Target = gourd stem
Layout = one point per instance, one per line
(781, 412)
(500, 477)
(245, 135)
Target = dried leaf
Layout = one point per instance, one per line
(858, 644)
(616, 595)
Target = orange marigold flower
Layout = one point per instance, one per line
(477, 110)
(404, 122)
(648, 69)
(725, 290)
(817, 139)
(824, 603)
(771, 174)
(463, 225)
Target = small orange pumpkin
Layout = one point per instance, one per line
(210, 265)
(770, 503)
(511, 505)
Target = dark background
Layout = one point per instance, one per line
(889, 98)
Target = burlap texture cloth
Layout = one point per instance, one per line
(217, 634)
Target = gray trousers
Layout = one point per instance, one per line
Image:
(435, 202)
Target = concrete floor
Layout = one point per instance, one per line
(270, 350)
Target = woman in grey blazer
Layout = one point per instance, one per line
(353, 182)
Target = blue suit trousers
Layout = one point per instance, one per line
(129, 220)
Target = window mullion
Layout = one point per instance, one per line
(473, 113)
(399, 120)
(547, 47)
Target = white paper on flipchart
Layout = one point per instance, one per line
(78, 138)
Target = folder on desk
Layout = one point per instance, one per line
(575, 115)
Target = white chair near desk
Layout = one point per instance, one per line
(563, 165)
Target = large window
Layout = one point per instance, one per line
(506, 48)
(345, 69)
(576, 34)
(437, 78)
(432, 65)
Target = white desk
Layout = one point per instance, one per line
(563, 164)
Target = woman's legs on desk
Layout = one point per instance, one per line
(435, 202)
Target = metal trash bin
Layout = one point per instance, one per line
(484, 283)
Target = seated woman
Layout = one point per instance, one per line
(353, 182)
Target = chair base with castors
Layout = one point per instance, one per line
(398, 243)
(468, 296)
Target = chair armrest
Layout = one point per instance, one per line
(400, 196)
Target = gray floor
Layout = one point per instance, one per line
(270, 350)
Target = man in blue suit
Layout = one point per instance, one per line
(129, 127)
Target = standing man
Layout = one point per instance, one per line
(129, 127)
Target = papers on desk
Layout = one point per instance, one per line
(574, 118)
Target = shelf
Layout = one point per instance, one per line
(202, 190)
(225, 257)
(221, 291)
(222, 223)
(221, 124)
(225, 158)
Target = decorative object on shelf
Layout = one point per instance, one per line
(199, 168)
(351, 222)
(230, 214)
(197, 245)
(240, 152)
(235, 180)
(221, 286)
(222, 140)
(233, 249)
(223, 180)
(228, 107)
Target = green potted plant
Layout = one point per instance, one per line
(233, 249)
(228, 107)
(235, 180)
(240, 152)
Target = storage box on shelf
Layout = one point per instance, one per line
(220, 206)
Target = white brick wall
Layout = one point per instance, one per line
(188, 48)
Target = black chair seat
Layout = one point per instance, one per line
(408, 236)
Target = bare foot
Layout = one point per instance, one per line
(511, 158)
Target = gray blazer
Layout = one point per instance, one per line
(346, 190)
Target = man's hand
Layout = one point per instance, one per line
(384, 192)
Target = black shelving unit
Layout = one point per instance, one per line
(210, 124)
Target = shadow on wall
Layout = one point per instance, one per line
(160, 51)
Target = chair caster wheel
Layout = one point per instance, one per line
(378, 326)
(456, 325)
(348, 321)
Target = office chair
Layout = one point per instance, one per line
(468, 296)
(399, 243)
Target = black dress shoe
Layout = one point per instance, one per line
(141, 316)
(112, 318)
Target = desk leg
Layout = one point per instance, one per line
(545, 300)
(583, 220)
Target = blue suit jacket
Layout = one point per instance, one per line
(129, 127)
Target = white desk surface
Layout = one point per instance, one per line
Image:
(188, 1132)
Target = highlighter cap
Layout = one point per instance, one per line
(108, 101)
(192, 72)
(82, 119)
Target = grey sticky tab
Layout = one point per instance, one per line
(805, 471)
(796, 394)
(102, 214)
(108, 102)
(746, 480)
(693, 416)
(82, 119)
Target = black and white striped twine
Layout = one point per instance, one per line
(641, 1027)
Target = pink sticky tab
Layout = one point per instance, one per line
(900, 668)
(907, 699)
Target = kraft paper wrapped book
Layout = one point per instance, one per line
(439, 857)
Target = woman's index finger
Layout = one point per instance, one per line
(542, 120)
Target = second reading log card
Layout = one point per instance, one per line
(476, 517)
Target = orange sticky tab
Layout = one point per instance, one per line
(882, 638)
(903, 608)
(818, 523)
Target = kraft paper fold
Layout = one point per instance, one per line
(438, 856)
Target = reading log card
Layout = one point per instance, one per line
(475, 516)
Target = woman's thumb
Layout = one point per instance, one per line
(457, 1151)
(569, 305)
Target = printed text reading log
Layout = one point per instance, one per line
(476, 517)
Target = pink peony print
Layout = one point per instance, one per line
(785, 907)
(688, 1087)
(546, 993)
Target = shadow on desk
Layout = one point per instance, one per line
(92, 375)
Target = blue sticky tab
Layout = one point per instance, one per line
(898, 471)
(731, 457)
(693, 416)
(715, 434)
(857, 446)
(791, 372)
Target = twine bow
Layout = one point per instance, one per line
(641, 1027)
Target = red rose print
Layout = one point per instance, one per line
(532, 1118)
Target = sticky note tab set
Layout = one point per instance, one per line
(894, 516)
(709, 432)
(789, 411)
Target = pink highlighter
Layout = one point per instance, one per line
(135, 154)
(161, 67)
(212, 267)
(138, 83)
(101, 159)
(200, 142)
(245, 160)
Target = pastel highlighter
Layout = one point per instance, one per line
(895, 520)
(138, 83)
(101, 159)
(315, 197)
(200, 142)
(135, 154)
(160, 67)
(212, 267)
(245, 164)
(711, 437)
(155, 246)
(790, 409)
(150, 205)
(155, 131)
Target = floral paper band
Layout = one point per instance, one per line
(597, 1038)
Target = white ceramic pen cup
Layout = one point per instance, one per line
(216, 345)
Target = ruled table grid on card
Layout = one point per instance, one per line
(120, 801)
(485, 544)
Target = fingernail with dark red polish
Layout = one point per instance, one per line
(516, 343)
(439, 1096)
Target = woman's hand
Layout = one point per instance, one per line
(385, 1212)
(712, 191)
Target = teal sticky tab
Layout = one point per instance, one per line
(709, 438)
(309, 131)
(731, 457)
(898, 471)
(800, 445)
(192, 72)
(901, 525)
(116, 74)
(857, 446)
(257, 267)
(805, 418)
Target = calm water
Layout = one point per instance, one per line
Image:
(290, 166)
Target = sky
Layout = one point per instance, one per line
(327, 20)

**Task objective**
What is needed is the full listing, reproduced exactly.

**Response box**
Target = gourd stem
Layout = one point per instance, one per line
(781, 412)
(500, 477)
(245, 135)
Target = dried leaf
Layout = one point per instance, one per line
(858, 644)
(616, 595)
Target = orange marigold flower
Layout = one point per instance, one per line
(477, 110)
(404, 122)
(648, 69)
(725, 290)
(817, 139)
(824, 603)
(771, 174)
(463, 225)
Target = small orange pumpkin
Layout = one point per instance, one per line
(210, 265)
(770, 503)
(511, 505)
Target = dark background
Layout = one point per instance, one per line
(889, 98)
Target = burlap texture cloth
Layout = one point per instance, one per line
(217, 634)
Target = gray trousers
Layout = one point per instance, one per line
Image:
(435, 202)
Target = concrete floor
Layout = one point per instance, one per line
(270, 350)
Target = woman in grey blazer
Layout = one point per instance, one per line
(353, 182)
Target = blue suit trousers
Layout = one point per instance, one per line
(129, 220)
Target = window mullion
Layout = one point per instance, one per line
(473, 113)
(399, 120)
(547, 47)
Target = white paper on flipchart
Layout = one point per instance, one per line
(78, 138)
Target = folder on desk
Layout = one point per instance, one per line
(575, 115)
Target = white chair near desk
Layout = one point per instance, one per line
(563, 165)
Target = large window
Layout = one point per instance, one per line
(506, 48)
(345, 69)
(576, 34)
(437, 78)
(432, 65)
Target = white desk
Layout = one point per instance, one per line
(563, 164)
Target = woman's legs on desk
Layout = one point per instance, one per line
(435, 202)
Target = metal trash bin
Layout = one point per instance, one per line
(484, 283)
Target = seated woman
Layout = one point per instance, one per line
(353, 182)
Target = chair base with castors
Layout = one point per instance, one per line
(398, 243)
(468, 296)
Target = chair armrest
Layout = one point per instance, one per line
(400, 196)
Target = gray floor
Layout = one point per instance, one per line
(270, 350)
Target = man in blue suit
Layout = one point per instance, one per line
(129, 127)
Target = standing man
Layout = one point per instance, one per line
(129, 127)
Target = papers on desk
Layout = one point per instance, one per line
(574, 118)
Target = shelf
Layout = one point per instance, one per line
(202, 190)
(225, 257)
(221, 291)
(222, 223)
(221, 124)
(225, 158)
Target = decorative object on shelf
Layout = one point per instance, one per line
(199, 168)
(351, 222)
(230, 214)
(197, 245)
(240, 152)
(235, 180)
(221, 286)
(222, 140)
(233, 249)
(223, 180)
(228, 107)
Target = green potted plant
Layout = one point per instance, one per line
(233, 249)
(228, 107)
(235, 180)
(240, 152)
Target = storage box on shelf
Layout = one point per instance, one per line
(220, 206)
Target = white brick wall
Layout = one point per instance, one per line
(188, 48)
Target = black chair seat
Layout = one point per instance, one per line
(408, 236)
Target = bare foot
Layout = one point per instance, one per line
(511, 158)
Target = gray blazer
Layout = one point per instance, one per line
(346, 190)
Target = man's hand
Layout = one point per instance, one per line
(384, 192)
Target = black shelving unit
Layout = one point per instance, one per line
(210, 124)
Target = shadow on wall
Layout = one point per instance, one per line
(160, 51)
Target = chair caster wheel
Layout = one point per instance, one per line
(378, 326)
(456, 325)
(348, 321)
Target = office chair
Layout = one point per instance, one per line
(468, 296)
(399, 243)
Target = black dress shoe
Layout = one point per instance, one per line
(141, 316)
(112, 318)
Target = desk leg
Layout = one point per instance, one per line
(545, 300)
(583, 220)
Target = blue suit jacket
Layout = one point per instance, one per line
(129, 127)
Target = white desk surface
Layout = one point per instance, one per line
Image:
(188, 1132)
Target = highlighter cap
Layout = one point per instance, one per line
(108, 101)
(192, 72)
(82, 119)
Target = grey sticky tab
Layout = one point per instance, one per line
(805, 471)
(796, 394)
(102, 214)
(108, 102)
(746, 480)
(693, 416)
(82, 119)
Target = black and white striped twine
Layout = one point per instance, one per line
(641, 1027)
Target = pink sticky tab
Layout = one point per instance, one per line
(900, 668)
(907, 699)
Target = kraft paper wrapped book
Layout = one point per instance, one per line
(439, 857)
Target = woman's index finger
Layout = one point per instance, one per line
(542, 120)
Target = second reading log card
Layout = one point per instance, one per line
(476, 517)
Target = orange sticky tab
Layout = one point per instance, one per line
(882, 638)
(903, 608)
(818, 523)
Target = kraft paper fold
Layout = one point per instance, one per line
(438, 856)
Target = reading log card
Layout = one point per instance, one per line
(475, 516)
Target = woman's thumb
Layout = one point per instance, one per line
(457, 1151)
(569, 305)
Target = printed text reading log
Layout = one point per instance, one per line
(476, 517)
Target = pink peony print
Layout = one point per instance, one per line
(785, 907)
(688, 1087)
(546, 993)
Target = shadow on desk
Layout = one point per instance, one per line
(92, 375)
Target = blue sticky tab
Layout = one point per instance, one per line
(898, 471)
(731, 457)
(693, 416)
(715, 434)
(857, 446)
(791, 372)
Target = twine bow
Layout = one point per instance, one per line
(641, 1027)
Target = red rose print
Layout = one point per instance, one per line
(532, 1118)
Target = sticky note tab set
Layout = one point per instance, one per line
(894, 516)
(709, 432)
(789, 411)
Target = pink highlighter
Layout = one point per instance, one per line
(135, 154)
(161, 67)
(212, 267)
(138, 83)
(101, 159)
(200, 142)
(245, 160)
Target = pastel highlighter
Layout = one point per instance, one per line
(895, 520)
(138, 83)
(101, 159)
(315, 197)
(200, 142)
(135, 154)
(160, 67)
(212, 267)
(245, 164)
(711, 437)
(155, 246)
(790, 409)
(150, 205)
(155, 131)
Target = floral paper band
Layout = one point per instance, one per line
(597, 1038)
Target = white ceramic pen cup
Layout = one point per instance, one per line
(216, 345)
Target = ruled table grid on card
Layout = one point per instance, one per line
(120, 801)
(485, 544)
Target = fingernail with dark red polish
Layout = one point per instance, one per line
(516, 343)
(439, 1096)
Target = woman's hand
Layout = one point per instance, one per line
(385, 1212)
(712, 191)
Target = teal sticky tab
Layout = one point per instance, one per line
(709, 438)
(309, 131)
(731, 457)
(898, 471)
(800, 445)
(192, 72)
(901, 525)
(116, 74)
(857, 446)
(257, 267)
(805, 418)
Target = calm water
Layout = one point per instance, one per line
Image:
(290, 166)
Target = sky
Layout = one point per instance, one per line
(327, 20)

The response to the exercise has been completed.